REQUIRED WORK:
• 1. Output the passage of the giveaway post starting with "If you have" and going on through "journey—and her triplets!", unchanged.
• 2. In the giveaway post, how many free e-book copies of Writing Young Adult Fiction for Dummies are being given away?
• 3. Take the giveaway post further, picking up after its final line.

EXTRACTED TEXT:

We’ve come to the end of Writing Young Adult Fiction for Dummies Week.

But don’t worry, I’ve saved the best for last.

I’m giving away 2 FREE E-book copies of Writing Young Adult Fiction for Dummies.  This means that if you win, you won’t have to bug the mailman and wait for the post to arrive. You’ll simply open your email and you can start reading the book right away. (You get to save some trees as well!)

If you have no idea what I’m giving away, click on this link so you can read the review I wrote on this fabulous book.

And if you want to know more about the book’s equally fabulous author, click here. You can read my interview with Deborah Halverson and learn all about her writing journey—and her triplets!

Oh, and Deborah wants me to share the WYAFFD Cheat Sheet link with you all, because she’s generous like that.

So how do you win a copy of this super helpful and fabulous book?

INFORMATION GIVEN:
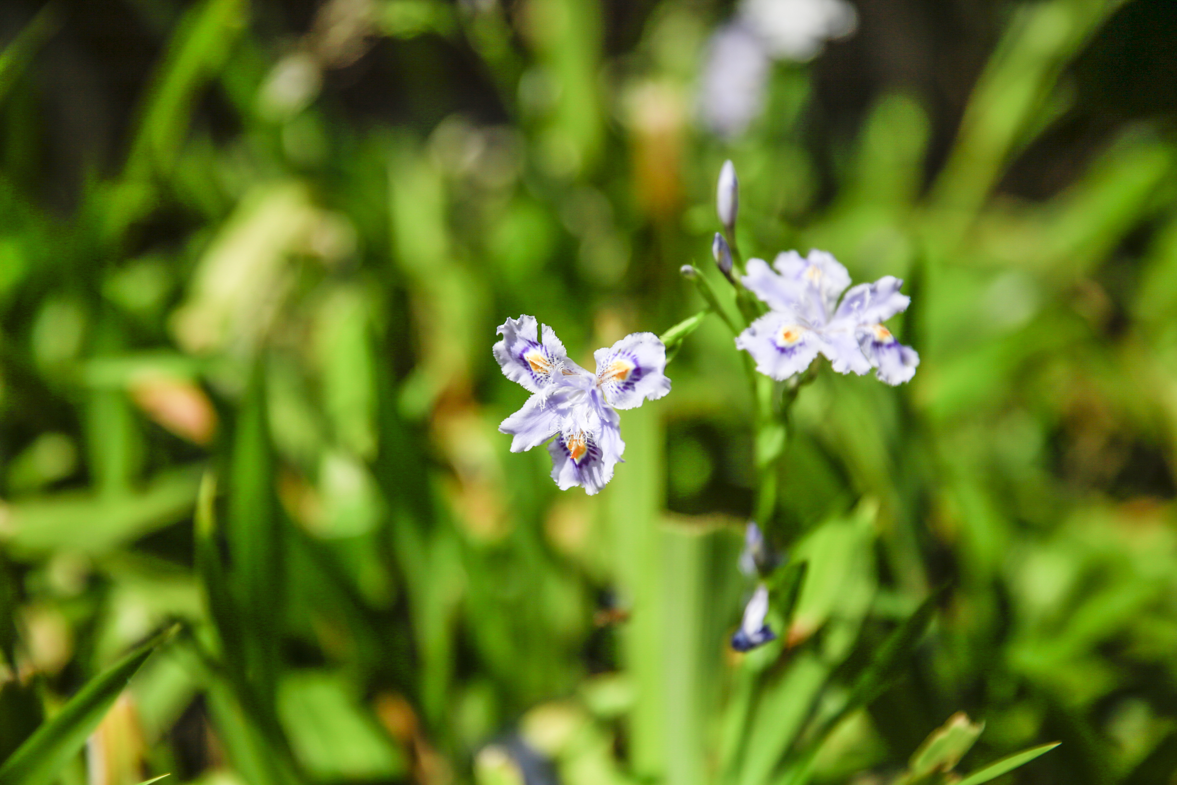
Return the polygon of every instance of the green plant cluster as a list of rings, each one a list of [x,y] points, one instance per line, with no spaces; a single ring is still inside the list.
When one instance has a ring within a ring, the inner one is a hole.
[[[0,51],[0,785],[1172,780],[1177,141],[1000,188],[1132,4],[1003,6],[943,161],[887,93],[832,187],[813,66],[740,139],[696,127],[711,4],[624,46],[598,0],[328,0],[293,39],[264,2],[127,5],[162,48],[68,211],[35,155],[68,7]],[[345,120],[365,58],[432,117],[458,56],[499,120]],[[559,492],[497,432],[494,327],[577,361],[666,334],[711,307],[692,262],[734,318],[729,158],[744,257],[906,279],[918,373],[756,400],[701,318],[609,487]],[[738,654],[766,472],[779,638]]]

...

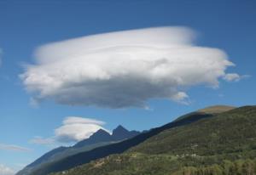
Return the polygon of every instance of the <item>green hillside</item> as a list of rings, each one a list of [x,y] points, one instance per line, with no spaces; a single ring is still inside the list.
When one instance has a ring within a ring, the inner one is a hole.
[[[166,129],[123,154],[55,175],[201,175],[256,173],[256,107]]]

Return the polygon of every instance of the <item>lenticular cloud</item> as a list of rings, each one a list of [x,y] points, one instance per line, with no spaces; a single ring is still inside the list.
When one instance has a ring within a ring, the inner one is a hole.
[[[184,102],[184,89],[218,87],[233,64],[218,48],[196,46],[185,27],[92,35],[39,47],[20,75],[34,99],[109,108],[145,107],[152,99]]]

RESPONSES FOR EACH TASK:
• 1.
If you have no idea what I’m giving away, click on this link so you can read the review I wrote on this fabulous book.

And if you want to know more about the book’s equally fabulous author, click here. You can read my interview with Deborah Halverson and learn all about her writing journey—and her triplets!

• 2. Two.

• 3.
Simple, just Leave a comment below and tell me why you’d like a copy of the book.

That’s it. I’ll pick the winners based on a random draw.

But wait!

The more creative your answers are, the more chances you have of winning. If your comment/answer tickles my fancy, I’ll add another slip of paper with your name on it to my drawing bowl.

Why? Because I love encouraging people to unleash their imaginative and creative sides.

What? Your creative muse has gone on vacation? Aww…well, you can still increase your chances of winning simply by sharing the link to this giveaway on Facebook, Twitter or any other social networking sites you might have. (Of course, you have to share the link on the comment you leave here)

What if you’ve left a creative comment and shared the link everywhere? Well, then you must really, really want to win. Let’s say you’ve shared the link on your Facebook and twitter, and you left a creative comment, then you’ll have three slips of paper with your name on it in the drawing bowl.

I’ll announce the winners next week.

Good luck everyone!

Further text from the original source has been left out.